## Given data
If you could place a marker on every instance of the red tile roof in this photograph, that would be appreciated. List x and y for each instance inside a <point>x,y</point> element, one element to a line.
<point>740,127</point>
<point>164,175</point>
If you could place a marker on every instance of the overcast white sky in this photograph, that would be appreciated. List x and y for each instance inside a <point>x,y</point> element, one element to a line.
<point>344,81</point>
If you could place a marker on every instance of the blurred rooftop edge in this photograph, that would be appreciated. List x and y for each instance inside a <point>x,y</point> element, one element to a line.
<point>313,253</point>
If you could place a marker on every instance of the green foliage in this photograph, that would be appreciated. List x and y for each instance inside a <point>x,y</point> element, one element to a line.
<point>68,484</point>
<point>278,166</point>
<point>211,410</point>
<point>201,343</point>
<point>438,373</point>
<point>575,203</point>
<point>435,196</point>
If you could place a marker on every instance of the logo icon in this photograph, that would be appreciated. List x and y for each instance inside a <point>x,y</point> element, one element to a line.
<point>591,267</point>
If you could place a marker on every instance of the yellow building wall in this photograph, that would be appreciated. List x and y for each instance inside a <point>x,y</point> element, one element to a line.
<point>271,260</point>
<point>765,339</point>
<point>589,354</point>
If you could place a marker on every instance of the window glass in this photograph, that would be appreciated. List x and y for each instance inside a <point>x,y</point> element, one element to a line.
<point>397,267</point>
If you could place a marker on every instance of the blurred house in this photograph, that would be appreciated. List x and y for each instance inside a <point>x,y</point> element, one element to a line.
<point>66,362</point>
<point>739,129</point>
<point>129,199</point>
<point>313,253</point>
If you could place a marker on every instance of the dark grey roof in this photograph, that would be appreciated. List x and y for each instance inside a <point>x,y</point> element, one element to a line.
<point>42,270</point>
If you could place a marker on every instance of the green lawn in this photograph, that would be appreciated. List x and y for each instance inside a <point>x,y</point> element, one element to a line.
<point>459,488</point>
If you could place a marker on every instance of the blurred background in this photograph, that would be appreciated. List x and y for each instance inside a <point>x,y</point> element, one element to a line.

## Your assignment
Retype, exactly as written, each line from the one containing "of the window" through the last line of the listing above, and leave out all other lines.

## Reply to the exercise
If you could place a marker on every instance of the window glass in this photograph, that would be appreciated. List x and y for each instance inside a <point>x,y</point> element, one element to a line.
<point>397,267</point>
If you could place a marker on every instance of the blurred house in this photograph, that would be appreciated. List x and y for each instance inside a <point>x,y</point> element, one element to a line.
<point>66,362</point>
<point>739,129</point>
<point>129,199</point>
<point>313,253</point>
If you could place a marker on every instance of the dark grey roof in this photograph, that would be appreciated. List x and y for each instance inside a <point>x,y</point> element, one element to a line.
<point>42,270</point>
If you could place a marker on every instance of the green lawn in this photograph, that would be appreciated. List x and y for each instance inside a <point>x,y</point> element, one element to a line.
<point>459,488</point>
If you could place a marker on every instance of the blurred background in this photograph, that would be appreciated. List x and y for each instance inside a <point>x,y</point> element, one element to a line.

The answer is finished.